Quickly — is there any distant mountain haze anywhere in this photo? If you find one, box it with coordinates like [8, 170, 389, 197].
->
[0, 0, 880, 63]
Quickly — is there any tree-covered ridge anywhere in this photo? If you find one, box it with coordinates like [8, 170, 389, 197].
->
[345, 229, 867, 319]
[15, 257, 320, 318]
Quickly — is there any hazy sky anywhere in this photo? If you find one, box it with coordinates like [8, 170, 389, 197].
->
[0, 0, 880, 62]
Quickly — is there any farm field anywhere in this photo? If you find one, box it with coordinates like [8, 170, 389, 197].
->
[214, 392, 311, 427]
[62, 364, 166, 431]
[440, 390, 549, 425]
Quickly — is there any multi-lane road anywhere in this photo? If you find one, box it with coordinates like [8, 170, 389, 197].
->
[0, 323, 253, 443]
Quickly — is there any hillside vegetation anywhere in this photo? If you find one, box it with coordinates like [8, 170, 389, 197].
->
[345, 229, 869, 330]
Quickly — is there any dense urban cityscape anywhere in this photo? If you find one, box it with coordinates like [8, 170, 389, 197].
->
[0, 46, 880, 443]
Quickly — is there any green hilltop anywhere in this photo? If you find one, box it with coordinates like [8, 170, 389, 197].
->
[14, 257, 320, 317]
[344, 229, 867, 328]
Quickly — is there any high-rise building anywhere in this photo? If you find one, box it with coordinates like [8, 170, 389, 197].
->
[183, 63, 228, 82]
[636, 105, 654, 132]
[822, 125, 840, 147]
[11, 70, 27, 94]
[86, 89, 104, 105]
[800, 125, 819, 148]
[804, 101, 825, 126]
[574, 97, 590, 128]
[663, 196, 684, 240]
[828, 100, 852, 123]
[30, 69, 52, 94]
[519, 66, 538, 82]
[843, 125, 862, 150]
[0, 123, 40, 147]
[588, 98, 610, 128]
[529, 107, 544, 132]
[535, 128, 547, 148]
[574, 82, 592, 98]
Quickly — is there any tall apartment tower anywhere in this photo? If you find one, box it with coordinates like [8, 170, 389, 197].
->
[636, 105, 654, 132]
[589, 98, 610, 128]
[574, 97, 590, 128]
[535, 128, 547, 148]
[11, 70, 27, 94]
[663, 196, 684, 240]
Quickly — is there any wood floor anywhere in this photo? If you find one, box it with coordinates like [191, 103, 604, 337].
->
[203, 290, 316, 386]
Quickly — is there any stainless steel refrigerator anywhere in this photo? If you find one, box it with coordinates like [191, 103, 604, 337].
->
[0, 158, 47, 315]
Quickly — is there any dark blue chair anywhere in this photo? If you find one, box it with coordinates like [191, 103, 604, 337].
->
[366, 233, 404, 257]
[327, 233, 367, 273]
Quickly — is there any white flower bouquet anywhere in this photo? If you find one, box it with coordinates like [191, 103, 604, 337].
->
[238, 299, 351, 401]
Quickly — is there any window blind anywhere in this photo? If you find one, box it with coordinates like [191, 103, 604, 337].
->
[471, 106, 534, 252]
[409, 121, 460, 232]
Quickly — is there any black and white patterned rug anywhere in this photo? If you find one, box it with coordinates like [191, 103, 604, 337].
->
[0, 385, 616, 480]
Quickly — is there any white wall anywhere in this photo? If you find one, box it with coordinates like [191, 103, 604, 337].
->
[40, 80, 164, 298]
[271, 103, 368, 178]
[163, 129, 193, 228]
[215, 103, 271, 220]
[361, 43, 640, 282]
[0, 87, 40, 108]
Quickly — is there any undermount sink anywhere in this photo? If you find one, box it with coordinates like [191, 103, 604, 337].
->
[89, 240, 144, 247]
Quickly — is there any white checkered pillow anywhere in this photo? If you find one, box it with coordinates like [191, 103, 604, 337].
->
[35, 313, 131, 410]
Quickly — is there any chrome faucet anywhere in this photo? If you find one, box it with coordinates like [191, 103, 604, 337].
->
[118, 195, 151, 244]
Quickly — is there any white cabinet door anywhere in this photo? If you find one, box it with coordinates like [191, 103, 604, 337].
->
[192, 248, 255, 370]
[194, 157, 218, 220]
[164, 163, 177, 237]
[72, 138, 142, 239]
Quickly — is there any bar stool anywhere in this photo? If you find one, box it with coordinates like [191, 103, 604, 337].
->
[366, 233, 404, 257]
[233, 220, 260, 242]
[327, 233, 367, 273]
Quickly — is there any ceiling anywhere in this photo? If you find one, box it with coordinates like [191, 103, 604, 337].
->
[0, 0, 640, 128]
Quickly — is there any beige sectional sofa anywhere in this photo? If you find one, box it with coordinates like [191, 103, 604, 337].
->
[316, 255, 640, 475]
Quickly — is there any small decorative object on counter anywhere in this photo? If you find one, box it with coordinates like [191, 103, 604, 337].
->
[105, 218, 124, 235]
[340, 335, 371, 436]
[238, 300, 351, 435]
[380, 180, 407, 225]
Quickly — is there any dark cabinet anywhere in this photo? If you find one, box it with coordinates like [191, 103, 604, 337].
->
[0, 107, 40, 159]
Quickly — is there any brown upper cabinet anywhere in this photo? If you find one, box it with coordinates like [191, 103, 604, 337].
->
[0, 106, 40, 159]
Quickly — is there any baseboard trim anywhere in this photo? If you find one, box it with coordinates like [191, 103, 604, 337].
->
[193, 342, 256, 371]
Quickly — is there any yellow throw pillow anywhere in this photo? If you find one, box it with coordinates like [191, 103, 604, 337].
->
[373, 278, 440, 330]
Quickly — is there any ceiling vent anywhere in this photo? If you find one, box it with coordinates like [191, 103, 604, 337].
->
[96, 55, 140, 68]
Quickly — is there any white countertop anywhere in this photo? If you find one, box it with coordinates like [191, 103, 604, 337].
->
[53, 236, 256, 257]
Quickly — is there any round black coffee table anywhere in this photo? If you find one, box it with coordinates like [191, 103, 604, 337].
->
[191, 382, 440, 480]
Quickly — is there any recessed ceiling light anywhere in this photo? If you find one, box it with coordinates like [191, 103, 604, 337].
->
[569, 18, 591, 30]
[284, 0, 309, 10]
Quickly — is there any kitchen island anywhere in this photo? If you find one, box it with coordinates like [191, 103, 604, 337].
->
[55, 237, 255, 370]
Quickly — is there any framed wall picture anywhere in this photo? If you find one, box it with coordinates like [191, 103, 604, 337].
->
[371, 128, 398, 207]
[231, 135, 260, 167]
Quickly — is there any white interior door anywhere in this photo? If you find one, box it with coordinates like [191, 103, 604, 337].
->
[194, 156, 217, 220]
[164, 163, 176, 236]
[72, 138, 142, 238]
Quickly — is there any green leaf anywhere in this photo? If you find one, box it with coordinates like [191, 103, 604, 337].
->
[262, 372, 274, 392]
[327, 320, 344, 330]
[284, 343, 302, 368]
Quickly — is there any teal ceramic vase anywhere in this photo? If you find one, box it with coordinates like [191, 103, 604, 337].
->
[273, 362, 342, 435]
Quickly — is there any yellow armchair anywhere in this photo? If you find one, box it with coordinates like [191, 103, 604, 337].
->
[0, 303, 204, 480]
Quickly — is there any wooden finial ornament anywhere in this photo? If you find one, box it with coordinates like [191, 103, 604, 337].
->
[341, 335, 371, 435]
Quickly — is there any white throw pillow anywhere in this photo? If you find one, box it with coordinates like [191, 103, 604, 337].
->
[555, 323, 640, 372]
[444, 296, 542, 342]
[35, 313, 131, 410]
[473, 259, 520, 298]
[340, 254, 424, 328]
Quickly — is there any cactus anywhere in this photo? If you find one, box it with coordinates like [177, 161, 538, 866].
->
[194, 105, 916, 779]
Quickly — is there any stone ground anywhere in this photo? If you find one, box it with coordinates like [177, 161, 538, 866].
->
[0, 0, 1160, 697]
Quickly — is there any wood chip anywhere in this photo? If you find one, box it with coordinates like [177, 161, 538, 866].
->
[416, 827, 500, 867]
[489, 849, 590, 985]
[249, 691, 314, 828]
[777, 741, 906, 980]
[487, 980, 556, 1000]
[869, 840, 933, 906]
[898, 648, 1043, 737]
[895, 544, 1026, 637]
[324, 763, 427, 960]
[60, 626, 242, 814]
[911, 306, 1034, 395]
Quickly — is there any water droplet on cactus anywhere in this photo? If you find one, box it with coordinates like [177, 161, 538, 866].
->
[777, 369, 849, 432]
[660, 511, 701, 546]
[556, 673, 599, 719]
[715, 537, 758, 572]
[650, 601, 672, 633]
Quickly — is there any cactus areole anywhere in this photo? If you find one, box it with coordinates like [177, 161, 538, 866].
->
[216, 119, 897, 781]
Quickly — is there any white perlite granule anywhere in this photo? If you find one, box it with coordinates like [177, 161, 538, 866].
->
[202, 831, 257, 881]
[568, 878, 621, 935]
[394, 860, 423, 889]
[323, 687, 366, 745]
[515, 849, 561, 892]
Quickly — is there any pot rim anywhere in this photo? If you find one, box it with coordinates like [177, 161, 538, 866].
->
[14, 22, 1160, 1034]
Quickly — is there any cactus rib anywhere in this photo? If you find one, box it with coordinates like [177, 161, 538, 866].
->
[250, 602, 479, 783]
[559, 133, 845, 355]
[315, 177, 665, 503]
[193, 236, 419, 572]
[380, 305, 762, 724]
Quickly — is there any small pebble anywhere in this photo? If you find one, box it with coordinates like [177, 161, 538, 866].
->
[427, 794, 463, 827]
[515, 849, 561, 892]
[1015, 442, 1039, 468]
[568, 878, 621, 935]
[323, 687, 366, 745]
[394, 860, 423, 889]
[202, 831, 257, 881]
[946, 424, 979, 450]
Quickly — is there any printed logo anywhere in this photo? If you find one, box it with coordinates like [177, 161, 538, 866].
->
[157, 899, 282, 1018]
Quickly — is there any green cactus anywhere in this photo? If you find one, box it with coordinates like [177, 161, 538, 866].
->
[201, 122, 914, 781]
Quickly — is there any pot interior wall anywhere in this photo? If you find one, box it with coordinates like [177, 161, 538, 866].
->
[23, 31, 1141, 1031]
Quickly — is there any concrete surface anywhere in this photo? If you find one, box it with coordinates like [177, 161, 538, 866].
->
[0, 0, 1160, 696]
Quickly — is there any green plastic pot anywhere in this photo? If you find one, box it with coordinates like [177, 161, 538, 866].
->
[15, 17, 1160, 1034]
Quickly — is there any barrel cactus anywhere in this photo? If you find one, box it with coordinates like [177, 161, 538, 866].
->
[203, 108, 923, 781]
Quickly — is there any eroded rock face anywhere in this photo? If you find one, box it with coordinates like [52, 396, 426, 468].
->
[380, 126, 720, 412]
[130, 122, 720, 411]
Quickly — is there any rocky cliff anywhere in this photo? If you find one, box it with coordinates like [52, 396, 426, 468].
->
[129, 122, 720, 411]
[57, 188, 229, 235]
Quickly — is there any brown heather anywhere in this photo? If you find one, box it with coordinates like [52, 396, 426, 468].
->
* * *
Required task
Rescale the rows starting at the line containing "Quickly — is there any white interior" and ending at the line containing "[341, 335, 371, 435]", writing every line out again with the requests included. Multiply each box coordinate in the answers by 0.3 and round to whole numbers, with halves going up, but leave the sample coordinates inside the requests as they are.

The result
Quickly — is there any white interior door anywhere in this photo? If you find one, box it with coordinates like [191, 103, 604, 337].
->
[58, 47, 65, 66]
[49, 49, 53, 71]
[22, 41, 43, 71]
Quickly — is there any green leaf anywhere in this photo? If you find one, box it with coordinates like [191, 103, 604, 337].
->
[79, 112, 82, 118]
[98, 96, 103, 99]
[85, 103, 91, 110]
Quickly — is there any teal ceramic vase anywhere in this photo? If you find one, box it with coordinates like [191, 103, 604, 337].
->
[82, 109, 103, 131]
Quickly — is there any yellow armchair anywhere in this photo? If you find one, box it with coordinates like [191, 103, 604, 337].
->
[0, 91, 61, 144]
Quickly — is there any wooden finial ornament anywhere in this photo? If you find one, box it with coordinates like [191, 103, 604, 337].
->
[102, 101, 111, 131]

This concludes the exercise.